▶ _所给文本_
────────────────────

BEVDET环境配置和代码学习

配置环境

配置环境进行了好多次尝试(大部分都是失败告终,,)记录一下遇到的问题(坑)还有解决方案

主要参考这个专栏

实验室服务器
conda create -n bevdet python=3.8
conda activate bevdet
​
# 3 虚拟环境bevdet中安装torch
pip install torch==1.10.0+cu113 torchvision==0.11.0+cu113 torchaudio==0.10.0 -f https://download.pytorch.org/whl/torch_stable.html
​
# 4 虚拟环境bevdet中安装openlib相关库 mmcv-full安装耗时比较长,只要鼠标没卡住都是正常
pip install mmcv-full==1.5.3 onnxruntime-gpu==1.8.1 mmdet==2.25.1 mmsegmentation==0.25.0
​
# 5 进入BEVDet工程目录,安装mmdet3d
pip install -e -v .

────────────────────

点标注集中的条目
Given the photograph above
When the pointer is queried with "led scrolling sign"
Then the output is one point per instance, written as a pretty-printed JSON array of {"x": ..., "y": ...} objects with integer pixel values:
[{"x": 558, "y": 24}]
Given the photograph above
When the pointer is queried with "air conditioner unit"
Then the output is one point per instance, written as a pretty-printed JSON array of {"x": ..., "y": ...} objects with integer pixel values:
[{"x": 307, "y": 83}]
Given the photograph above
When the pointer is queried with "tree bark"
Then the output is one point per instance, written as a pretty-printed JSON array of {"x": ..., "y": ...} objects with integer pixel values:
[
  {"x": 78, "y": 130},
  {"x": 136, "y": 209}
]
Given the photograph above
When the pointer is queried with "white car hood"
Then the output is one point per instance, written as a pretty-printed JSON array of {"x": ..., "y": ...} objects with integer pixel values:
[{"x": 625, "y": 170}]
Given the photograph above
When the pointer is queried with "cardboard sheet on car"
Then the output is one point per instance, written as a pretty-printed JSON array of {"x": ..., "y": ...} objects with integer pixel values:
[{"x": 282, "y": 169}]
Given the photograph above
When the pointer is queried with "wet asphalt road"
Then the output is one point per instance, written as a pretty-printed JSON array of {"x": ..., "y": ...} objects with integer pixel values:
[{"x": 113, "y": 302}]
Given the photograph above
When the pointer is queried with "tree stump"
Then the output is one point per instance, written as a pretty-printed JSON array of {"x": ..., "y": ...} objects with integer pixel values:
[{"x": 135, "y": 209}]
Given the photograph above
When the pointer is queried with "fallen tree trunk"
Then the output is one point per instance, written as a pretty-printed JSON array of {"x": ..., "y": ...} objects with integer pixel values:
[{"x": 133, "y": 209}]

────────────────────

▶ _待办操作_
1. 这篇BEVDet环境配置笔记中以“配置环境进行了好多次尝试”开头的那一段,能否改写得更简短些,同时保留主要信息?
2. 能否接着这篇BEVDet环境配置笔记的最后一行往下续写?

▶ _回答列表_
1. 多次尝试配置环境,大多以失败告终,因此在这里记下遇到的问题和对应的解决方案。

2.
​
# 6 安装其他依赖 numpy==1.23.4 setuptools==58.2.0等
pip install pycuda lyft_dataset_sdk networkx==2.2 numba==0.53.0 numpy==1.23.4 nuscenes-devkit plyfile scikit-image tensorboard trimesh==2.35.39 setuptools==58.2.0
​

报错:

RuntimeError: The detected CUDA version (10.2) mismatches the version that was used to compile PyTorch (11.3). Please make sure to use the same CUDA versions.

查看cuda版本:

cat /usr/local/cuda/version.txt
---
CUDA Version 10.2.89

淦,实验室服务器最高到cuda版本10.2 的,放弃(这是可以说的吗)

在自己电脑上配置环境:

mac连cuda都没得装,,别想了,,

尝试云服务器autodl

安装Torch

pip3 install torch torchvision torchaudio --index-url https://download.pytorch.org/whl/cu113

安装mmcv-full报错,

尝试重新安装

conda install -c conda-forge mmcv-full==1.5.3

还是不行??什么情况??

最后发现上面的torch安装(按照cu113)会直接安装最新的pytorch1.12.0而不是要的1.10.0,,只好全部重新搞了,,,

全部木大!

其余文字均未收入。